▸ **Teks Bacaan**
▶

Senin 16 Aug 2021 12:43 WIB

Taliban Kuasai Kabul, Sebutan Teroris Hilang dari Barat?

Saigon 1975, Kabul 2021

Pejuang Taliban berhasil menguasai Istana Kepresidenan Afghanistan di Kabul, Ahad (15/8).
Foto: AP/Zabi Karimi
Pejuang Taliban berhasil menguasai Istana Kepresidenan Afghanistan di Kabul, Ahad (15/8).

IHRAM.CO.ID, -- Oleh: Muhammad Subarkah, Jurnalis Republika.

Sekali lagi, inilah bukti media massa punya andil penting dalam sebuah istilah. Hal itu adalah sebutan teroris kepada Taliban. Entah mengapa sebutan teoris mulai menghilang, minimal hanya lamat-lamat, kala Kabul didukuki Taliban.

Di media yang bersumber dari negara barat terlihat sekali kekecewaan. Mereka hanya bisa terima kenyataan bila sekutu mereka di Afghansitan tak berdaya. Mereka hanya bisa melawan dengan mengedarkan berita buruk soal Kabul dan wilaah sekitarnya sebelum jatuh.

◀

▸ **Cuplikan Data**

▶

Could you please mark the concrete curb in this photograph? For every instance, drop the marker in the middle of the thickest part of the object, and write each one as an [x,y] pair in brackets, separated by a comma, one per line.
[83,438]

◀

▸ **Perintah 1**
Kutip bagian teks bacaan tentang Taliban di Kabul yang berada di antara "Taliban Kuasai Kabul, Sebutan" dan "sekitarnya sebelum jatuh.", termasuk kedua bagian tersebut.
▸ **Perintah 2**
Menurut teks bacaan tentang Taliban di Kabul, siapa penulis tulisan tersebut?
▸ **Perintah 3**
Tuliskan semua nama kota dan negara yang disebut dalam teks bacaan tentang Taliban di Kabul.

▸ **Jawaban yang Diharapkan 1**
Taliban Kuasai Kabul, Sebutan Teroris Hilang dari Barat?

Saigon 1975, Kabul 2021

Pejuang Taliban berhasil menguasai Istana Kepresidenan Afghanistan di Kabul, Ahad (15/8).
Foto: AP/Zabi Karimi
Pejuang Taliban berhasil menguasai Istana Kepresidenan Afghanistan di Kabul, Ahad (15/8).

IHRAM.CO.ID, -- Oleh: Muhammad Subarkah, Jurnalis Republika.

Sekali lagi, inilah bukti media massa punya andil penting dalam sebuah istilah. Hal itu adalah sebutan teroris kepada Taliban. Entah mengapa sebutan teoris mulai menghilang, minimal hanya lamat-lamat, kala Kabul didukuki Taliban.

Di media yang bersumber dari negara barat terlihat sekali kekecewaan. Mereka hanya bisa terima kenyataan bila sekutu mereka di Afghansitan tak berdaya. Mereka hanya bisa melawan dengan mengedarkan berita buruk soal Kabul dan wilaah sekitarnya sebelum jatuh.

▸ **Jawaban yang Diharapkan 2**
Muhammad Subarkah, jurnalis Republika.

▸ **Jawaban yang Diharapkan 3**
Saigon, Kabul, Afghanistan